Tasks for this exercise »
1. What does the visual servoing passage name as the main drawbacks of photometric visual servoing?
2. Copy the part of the visual servoing passage that begins at the words "The remainder of" and stops after the words "in ‘Conclusions’ section.".

Supplied passage »
The remainder of this article is organized as follows. In ‘State of the art’ section, related work on visual servoing and machine learning for robot control is discussed; details on our approach will be given in ‘System’ section, and the results of our tests, both in terms of precision and speed-up, will be detailed in ‘Experiments and results’ section. Final remarks and conclusions are reported in ‘Conclusions’ section.
State of the art
In the context of IBVS, the literature shows different attempts to avoid image processing and feature tracking for increasing the processing speed. Direct visual servoing approaches addressed this issue by considering the image as a whole: the task is defined as a minimization problem between the current and the desired image. 2 An interesting alternative is represented by the introduction of new visual features based on luminance. 3 The approach called photometric visual servoing 4 is mainly based on the simple extraction of the image gradient, consequently removing any other necessity for image processing. The main drawbacks of photometric visual servoing are the strong non-linearities in the system dynamics: to address this problem, the use of photometric moments has been introduced. Moments capture the characteristics of an unknown distribution. They have been applied to image intensity in order to obtain a large convergence domain 5 and extended including spatial weights to contrast the disappearance of portions of the scene. 6 A second way to increase the convergence domain of the photometric visual servoing is to represent each intensity pixel as a Gaussian distribution extending its influence to the neighborhood. 7 The goal is to minimize the difference between the desired Gaussian mixture and the current one. Photometric and photometric moments are geometrical interpretations of a more general class of methods called kernel-based visual servoing 8 in which spatial sampling functions called ‘kernels’ are used to find so-called abstract visual features.

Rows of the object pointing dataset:
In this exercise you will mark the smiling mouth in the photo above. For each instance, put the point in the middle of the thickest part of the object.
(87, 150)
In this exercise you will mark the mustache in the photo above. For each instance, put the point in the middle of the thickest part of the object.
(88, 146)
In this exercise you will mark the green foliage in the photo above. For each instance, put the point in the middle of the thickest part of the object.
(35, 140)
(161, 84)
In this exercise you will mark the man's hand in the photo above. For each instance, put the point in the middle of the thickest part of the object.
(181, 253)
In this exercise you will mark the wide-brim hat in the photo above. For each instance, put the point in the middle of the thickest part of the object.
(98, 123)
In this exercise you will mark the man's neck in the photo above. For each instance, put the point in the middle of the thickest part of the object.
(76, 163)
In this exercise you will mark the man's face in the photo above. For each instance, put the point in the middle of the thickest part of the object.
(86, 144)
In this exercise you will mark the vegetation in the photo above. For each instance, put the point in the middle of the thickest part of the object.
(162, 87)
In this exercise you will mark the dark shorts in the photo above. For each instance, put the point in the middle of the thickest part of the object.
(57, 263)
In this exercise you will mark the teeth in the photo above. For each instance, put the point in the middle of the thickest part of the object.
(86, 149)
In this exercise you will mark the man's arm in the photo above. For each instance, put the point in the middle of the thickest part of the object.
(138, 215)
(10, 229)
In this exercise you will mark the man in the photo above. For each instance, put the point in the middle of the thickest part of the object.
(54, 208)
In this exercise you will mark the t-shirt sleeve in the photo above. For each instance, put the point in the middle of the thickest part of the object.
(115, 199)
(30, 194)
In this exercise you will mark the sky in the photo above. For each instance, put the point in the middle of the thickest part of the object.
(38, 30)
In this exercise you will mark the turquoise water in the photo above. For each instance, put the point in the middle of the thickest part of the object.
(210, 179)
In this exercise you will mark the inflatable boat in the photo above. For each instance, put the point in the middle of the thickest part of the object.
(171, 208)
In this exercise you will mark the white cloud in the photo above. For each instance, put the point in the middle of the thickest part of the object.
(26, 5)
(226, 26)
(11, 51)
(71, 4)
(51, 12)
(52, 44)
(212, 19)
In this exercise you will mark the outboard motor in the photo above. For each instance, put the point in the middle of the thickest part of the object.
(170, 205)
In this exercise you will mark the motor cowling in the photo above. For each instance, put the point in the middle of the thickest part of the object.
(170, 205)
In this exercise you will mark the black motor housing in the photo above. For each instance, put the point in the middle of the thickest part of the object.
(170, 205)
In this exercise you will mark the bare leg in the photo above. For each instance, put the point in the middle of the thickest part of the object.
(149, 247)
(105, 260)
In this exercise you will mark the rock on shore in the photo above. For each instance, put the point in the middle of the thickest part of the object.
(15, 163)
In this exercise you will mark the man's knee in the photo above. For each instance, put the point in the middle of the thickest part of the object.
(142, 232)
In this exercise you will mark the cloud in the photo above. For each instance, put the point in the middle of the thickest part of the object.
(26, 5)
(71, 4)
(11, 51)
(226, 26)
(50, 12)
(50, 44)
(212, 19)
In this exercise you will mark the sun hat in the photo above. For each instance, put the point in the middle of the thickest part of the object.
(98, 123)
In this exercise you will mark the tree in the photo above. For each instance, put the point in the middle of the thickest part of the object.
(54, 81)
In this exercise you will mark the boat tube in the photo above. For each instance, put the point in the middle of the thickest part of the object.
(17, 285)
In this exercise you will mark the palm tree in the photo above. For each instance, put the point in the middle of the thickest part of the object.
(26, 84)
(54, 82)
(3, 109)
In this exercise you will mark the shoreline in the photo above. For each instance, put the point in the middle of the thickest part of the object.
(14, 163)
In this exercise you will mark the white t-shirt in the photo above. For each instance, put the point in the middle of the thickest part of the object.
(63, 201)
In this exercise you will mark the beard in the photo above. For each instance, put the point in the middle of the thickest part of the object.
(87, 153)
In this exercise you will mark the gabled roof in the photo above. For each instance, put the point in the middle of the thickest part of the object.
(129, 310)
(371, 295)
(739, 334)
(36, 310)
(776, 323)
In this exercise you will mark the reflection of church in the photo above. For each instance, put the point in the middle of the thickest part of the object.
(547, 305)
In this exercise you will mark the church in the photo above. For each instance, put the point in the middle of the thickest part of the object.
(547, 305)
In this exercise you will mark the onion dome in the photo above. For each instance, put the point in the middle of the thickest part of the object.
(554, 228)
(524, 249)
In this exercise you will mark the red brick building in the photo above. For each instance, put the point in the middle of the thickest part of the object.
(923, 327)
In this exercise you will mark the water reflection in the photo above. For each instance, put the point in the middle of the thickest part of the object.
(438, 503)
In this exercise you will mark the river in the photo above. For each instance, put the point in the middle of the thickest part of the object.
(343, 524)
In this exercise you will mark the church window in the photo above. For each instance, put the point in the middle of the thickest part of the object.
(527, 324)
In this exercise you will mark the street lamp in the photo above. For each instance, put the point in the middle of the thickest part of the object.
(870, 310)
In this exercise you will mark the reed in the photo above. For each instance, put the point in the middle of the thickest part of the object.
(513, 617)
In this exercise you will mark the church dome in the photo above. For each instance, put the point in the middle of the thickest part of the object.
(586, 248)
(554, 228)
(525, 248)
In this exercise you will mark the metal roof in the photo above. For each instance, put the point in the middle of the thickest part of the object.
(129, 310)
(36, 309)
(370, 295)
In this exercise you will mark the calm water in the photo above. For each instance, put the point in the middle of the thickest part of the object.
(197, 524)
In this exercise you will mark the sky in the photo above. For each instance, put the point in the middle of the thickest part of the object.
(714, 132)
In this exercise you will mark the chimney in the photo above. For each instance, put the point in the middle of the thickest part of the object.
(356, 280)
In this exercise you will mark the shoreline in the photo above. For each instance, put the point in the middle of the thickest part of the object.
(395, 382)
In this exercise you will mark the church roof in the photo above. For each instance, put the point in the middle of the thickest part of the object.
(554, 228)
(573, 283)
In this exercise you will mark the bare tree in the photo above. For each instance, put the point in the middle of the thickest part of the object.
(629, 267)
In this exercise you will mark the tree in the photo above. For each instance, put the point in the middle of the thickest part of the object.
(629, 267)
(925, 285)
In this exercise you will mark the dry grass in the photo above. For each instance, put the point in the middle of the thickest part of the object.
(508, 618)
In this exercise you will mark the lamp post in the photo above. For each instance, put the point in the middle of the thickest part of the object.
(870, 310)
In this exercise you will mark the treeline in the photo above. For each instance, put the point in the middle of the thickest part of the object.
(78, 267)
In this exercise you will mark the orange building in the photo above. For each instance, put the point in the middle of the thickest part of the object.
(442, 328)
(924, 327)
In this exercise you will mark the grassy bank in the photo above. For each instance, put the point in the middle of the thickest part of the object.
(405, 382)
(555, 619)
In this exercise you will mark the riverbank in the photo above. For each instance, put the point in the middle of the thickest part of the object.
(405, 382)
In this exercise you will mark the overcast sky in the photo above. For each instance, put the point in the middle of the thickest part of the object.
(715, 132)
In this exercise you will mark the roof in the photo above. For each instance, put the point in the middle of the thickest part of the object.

Outputs in order »
1. Strong non-linearities in the system dynamics.

2.
The remainder of this article is organized as follows. In ‘State of the art’ section, related work on visual servoing and machine learning for robot control is discussed; details on our approach will be given in ‘System’ section, and the results of our tests, both in terms of precision and speed-up, will be detailed in ‘Experiments and results’ section. Final remarks and conclusions are reported in ‘Conclusions’ section.